**Exercise directions:**
Verbatim, and with nothing else, reproduce the data below from its first line through the line containing "point: solar panel frame".

**Exercise data:**
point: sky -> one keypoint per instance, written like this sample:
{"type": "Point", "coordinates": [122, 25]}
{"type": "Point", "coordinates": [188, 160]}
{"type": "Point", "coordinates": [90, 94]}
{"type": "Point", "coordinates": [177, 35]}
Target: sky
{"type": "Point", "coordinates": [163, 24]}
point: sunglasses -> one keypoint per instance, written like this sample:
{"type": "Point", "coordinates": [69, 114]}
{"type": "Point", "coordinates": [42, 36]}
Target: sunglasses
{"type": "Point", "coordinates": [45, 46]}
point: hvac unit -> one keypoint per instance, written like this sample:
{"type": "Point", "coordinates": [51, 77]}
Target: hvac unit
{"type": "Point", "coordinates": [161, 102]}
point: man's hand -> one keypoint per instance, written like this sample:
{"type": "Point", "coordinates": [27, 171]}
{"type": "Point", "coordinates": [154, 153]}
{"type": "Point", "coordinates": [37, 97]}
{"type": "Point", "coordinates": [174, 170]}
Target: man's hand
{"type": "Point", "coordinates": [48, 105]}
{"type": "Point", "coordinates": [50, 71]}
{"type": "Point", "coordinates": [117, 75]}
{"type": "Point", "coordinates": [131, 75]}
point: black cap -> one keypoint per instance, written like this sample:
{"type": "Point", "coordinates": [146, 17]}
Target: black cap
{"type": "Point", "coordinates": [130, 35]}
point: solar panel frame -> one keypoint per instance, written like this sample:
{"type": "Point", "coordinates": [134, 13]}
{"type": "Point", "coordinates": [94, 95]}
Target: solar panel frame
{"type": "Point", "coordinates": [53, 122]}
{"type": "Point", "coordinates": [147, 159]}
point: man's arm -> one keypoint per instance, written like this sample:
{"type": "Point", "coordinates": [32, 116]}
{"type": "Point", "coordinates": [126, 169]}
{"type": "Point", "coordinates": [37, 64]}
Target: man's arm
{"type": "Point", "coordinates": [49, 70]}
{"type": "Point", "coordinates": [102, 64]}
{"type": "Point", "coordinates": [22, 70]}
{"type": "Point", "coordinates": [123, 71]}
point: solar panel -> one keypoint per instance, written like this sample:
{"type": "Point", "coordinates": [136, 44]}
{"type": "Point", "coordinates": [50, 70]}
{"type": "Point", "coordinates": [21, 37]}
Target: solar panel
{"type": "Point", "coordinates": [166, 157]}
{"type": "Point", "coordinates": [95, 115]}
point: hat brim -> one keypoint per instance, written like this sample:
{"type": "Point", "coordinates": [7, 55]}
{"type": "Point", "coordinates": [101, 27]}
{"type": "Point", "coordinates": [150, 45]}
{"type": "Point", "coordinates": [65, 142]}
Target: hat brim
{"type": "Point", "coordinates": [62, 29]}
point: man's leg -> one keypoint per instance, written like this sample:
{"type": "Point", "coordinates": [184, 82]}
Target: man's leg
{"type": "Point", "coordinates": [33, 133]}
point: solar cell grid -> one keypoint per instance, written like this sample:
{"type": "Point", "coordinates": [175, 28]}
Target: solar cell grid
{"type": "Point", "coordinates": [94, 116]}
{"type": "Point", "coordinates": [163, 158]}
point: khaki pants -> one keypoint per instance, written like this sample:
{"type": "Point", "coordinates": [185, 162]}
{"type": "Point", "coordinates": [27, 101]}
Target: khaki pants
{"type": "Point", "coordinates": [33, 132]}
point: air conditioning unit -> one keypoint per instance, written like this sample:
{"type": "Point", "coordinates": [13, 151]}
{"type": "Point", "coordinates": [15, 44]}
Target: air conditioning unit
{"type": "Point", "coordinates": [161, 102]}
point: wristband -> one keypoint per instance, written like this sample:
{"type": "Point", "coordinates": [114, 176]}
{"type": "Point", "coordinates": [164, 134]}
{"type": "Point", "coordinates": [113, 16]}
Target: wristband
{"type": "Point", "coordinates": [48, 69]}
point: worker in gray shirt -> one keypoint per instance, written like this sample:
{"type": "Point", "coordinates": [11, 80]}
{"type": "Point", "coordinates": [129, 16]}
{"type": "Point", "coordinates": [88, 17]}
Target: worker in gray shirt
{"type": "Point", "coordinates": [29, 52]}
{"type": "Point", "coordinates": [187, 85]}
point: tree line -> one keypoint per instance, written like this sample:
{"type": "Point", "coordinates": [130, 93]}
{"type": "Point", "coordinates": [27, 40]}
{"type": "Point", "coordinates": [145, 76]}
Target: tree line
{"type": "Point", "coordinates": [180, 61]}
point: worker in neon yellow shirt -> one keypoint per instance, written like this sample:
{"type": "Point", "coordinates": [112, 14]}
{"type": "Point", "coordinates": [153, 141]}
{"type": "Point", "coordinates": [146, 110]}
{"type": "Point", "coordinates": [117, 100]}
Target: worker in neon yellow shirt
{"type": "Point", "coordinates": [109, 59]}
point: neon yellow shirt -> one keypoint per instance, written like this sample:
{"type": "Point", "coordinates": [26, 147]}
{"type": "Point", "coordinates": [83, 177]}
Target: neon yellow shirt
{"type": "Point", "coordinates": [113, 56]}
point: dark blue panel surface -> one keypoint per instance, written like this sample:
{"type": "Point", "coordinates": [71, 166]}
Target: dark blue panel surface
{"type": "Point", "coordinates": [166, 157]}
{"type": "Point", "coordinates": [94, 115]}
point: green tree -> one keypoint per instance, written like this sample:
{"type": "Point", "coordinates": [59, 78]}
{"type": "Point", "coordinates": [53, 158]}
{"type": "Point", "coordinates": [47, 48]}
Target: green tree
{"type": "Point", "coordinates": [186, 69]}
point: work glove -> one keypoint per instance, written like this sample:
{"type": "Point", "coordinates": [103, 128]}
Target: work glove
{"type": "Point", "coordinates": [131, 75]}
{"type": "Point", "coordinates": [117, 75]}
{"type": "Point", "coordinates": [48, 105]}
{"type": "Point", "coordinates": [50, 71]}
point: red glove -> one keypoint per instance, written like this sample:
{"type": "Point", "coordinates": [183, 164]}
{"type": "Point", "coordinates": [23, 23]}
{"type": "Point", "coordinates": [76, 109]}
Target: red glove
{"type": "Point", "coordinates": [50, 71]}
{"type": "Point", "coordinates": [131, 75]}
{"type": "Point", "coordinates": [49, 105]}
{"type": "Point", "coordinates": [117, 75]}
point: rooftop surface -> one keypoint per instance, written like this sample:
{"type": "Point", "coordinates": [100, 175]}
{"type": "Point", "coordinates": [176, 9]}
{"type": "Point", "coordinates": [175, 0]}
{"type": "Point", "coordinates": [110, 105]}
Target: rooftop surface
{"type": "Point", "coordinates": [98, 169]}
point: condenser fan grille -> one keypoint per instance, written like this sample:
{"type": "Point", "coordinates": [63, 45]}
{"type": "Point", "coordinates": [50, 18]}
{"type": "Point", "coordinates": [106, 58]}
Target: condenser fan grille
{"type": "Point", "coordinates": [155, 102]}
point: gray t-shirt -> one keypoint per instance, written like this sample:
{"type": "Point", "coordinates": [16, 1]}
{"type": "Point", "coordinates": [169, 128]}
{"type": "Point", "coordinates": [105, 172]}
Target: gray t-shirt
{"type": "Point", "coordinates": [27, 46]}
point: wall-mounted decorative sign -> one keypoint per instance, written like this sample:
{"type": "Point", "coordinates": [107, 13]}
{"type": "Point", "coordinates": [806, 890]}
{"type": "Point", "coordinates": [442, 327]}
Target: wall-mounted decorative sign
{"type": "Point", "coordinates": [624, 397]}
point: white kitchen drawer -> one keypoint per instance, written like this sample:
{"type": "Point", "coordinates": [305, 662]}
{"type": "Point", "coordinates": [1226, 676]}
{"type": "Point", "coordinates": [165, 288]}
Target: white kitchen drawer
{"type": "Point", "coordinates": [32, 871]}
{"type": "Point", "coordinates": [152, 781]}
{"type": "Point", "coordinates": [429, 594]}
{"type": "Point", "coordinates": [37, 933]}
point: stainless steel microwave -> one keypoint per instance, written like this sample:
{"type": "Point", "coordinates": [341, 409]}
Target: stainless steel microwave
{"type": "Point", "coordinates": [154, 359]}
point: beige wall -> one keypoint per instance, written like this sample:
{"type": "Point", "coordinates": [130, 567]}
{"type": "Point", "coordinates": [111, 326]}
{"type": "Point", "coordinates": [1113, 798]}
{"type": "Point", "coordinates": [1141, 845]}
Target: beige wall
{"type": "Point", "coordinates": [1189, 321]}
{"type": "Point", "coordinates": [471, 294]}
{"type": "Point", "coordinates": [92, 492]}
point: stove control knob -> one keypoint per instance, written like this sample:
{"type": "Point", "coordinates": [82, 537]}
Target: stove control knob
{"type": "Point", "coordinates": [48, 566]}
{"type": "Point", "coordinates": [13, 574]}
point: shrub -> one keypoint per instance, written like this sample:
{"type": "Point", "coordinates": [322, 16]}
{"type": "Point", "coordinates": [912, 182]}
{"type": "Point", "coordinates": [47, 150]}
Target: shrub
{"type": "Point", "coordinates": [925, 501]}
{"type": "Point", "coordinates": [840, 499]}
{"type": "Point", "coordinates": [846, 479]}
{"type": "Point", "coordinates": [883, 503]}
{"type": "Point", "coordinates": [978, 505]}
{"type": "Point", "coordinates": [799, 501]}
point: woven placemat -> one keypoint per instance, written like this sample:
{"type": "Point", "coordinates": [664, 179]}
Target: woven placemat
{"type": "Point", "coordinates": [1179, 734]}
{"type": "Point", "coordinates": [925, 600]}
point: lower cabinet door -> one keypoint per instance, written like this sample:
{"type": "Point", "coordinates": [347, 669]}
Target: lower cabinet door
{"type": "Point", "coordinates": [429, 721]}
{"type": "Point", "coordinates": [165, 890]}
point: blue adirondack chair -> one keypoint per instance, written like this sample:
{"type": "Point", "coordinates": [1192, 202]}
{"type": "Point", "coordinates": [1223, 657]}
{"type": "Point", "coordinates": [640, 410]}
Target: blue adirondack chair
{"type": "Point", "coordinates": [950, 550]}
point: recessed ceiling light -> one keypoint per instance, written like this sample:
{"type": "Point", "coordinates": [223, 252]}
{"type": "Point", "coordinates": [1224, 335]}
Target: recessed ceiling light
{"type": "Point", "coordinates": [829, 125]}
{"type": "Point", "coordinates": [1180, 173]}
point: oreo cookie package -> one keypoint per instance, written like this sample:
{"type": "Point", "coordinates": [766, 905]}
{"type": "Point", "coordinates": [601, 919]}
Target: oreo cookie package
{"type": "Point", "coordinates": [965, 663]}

**Your solution:**
point: sky -> one keypoint per instance, written like this sample:
{"type": "Point", "coordinates": [122, 25]}
{"type": "Point", "coordinates": [188, 160]}
{"type": "Point", "coordinates": [90, 94]}
{"type": "Point", "coordinates": [177, 35]}
Target: sky
{"type": "Point", "coordinates": [163, 24]}
point: sunglasses -> one keypoint per instance, written like this sample:
{"type": "Point", "coordinates": [69, 114]}
{"type": "Point", "coordinates": [42, 36]}
Target: sunglasses
{"type": "Point", "coordinates": [45, 46]}
point: hvac unit -> one keypoint per instance, written like this sample:
{"type": "Point", "coordinates": [51, 77]}
Target: hvac unit
{"type": "Point", "coordinates": [161, 102]}
point: man's hand -> one keypoint per instance, written like this sample:
{"type": "Point", "coordinates": [27, 171]}
{"type": "Point", "coordinates": [154, 153]}
{"type": "Point", "coordinates": [37, 97]}
{"type": "Point", "coordinates": [174, 170]}
Target: man's hand
{"type": "Point", "coordinates": [48, 105]}
{"type": "Point", "coordinates": [50, 71]}
{"type": "Point", "coordinates": [117, 75]}
{"type": "Point", "coordinates": [131, 75]}
point: black cap -> one keypoint per instance, written like this sample:
{"type": "Point", "coordinates": [146, 17]}
Target: black cap
{"type": "Point", "coordinates": [130, 35]}
point: solar panel frame -> one keypoint per instance, written like this sample:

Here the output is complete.